- [TASK DIRECTIONS]:
Go through the listing and return every line with "positive" in it.

=== Section Start ===

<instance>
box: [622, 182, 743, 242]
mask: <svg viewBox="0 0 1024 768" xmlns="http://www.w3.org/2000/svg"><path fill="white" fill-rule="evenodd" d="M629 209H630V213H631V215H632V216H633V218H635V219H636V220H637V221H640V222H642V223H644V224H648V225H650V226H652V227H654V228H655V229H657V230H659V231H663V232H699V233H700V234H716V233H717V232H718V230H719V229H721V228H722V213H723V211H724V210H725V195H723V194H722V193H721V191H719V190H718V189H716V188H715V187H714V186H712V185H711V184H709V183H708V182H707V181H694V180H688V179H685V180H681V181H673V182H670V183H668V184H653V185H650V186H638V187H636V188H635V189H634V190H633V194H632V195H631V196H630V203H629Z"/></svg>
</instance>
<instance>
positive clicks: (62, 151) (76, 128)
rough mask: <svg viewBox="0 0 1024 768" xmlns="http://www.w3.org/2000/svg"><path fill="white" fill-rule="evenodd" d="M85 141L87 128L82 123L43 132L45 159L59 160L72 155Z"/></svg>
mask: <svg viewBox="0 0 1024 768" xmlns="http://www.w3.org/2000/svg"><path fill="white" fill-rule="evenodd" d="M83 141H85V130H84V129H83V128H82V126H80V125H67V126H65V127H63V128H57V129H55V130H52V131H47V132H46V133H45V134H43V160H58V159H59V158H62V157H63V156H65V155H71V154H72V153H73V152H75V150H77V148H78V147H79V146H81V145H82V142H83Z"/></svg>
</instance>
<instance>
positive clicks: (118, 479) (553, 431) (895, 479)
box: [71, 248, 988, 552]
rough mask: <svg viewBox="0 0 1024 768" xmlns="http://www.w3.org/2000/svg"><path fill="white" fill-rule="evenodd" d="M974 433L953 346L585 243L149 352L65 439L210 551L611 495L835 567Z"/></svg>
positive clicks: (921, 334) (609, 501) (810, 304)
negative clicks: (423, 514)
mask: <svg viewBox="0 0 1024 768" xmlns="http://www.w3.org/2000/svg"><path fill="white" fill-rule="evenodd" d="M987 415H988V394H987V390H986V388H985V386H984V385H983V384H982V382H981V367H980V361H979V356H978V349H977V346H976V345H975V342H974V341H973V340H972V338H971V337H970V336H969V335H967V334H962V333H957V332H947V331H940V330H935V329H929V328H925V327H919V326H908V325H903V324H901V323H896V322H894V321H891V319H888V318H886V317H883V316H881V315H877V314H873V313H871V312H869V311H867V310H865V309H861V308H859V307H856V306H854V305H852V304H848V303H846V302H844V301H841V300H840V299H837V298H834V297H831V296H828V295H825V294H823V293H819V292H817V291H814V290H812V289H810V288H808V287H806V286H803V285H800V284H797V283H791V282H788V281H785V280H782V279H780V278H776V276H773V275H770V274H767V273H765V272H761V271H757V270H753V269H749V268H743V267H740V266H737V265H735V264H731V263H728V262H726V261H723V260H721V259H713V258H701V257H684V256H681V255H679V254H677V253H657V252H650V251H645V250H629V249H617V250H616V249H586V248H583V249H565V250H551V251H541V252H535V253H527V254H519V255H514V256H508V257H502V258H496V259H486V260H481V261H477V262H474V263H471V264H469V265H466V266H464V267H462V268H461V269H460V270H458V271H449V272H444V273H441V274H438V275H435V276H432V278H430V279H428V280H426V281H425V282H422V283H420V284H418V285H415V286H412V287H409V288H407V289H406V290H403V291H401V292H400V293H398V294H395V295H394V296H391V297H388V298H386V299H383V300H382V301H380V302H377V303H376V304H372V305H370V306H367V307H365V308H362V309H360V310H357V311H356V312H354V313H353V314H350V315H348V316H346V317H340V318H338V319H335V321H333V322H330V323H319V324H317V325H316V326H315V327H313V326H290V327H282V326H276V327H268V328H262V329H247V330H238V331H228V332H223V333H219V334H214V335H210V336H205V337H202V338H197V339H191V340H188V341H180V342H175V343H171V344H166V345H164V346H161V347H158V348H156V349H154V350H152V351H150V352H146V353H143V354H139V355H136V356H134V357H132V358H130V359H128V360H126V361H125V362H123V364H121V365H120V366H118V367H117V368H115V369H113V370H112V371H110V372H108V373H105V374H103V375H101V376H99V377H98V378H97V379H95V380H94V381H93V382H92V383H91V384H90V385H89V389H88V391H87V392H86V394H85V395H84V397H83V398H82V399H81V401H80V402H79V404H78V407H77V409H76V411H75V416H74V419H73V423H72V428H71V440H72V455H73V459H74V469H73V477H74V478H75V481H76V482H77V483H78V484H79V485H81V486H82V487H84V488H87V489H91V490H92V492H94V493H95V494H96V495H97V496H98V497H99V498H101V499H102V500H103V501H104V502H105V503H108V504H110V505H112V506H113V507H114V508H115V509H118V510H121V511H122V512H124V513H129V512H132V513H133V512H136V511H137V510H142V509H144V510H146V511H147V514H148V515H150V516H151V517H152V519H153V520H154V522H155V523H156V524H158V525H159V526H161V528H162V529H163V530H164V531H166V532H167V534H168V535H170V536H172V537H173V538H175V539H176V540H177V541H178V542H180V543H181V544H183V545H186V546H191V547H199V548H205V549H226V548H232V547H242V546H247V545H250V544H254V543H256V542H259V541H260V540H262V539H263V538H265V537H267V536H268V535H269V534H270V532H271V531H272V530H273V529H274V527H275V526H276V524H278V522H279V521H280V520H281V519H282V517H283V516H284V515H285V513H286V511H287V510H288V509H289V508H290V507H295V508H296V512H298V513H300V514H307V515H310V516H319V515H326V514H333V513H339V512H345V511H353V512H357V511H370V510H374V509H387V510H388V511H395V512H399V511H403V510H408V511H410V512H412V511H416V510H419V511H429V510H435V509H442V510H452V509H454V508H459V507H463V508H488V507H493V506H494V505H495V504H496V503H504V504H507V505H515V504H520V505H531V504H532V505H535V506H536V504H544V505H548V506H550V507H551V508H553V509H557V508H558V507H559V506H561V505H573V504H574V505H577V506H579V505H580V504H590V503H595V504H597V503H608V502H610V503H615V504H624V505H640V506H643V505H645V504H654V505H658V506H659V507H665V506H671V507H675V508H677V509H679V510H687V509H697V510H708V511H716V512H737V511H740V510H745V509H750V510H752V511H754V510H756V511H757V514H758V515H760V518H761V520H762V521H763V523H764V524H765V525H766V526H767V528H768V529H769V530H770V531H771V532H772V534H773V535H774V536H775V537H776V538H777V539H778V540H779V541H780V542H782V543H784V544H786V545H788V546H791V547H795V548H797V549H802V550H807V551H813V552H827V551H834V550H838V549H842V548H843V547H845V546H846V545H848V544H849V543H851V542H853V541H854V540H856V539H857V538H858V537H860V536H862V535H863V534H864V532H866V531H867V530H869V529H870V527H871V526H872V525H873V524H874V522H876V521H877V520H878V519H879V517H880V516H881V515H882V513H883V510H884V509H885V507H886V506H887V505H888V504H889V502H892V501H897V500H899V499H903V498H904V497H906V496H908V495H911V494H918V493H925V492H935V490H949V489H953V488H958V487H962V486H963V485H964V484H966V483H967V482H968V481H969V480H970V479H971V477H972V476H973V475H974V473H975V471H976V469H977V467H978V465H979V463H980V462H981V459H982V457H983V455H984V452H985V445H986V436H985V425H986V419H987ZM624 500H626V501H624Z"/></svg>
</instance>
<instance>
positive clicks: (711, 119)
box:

=== Section End ===

- [EXERCISE RESULT]:
positive clicks: (62, 151) (76, 128)
positive clicks: (118, 479) (553, 431) (895, 479)
positive clicks: (921, 334) (609, 501) (810, 304)
positive clicks: (711, 119)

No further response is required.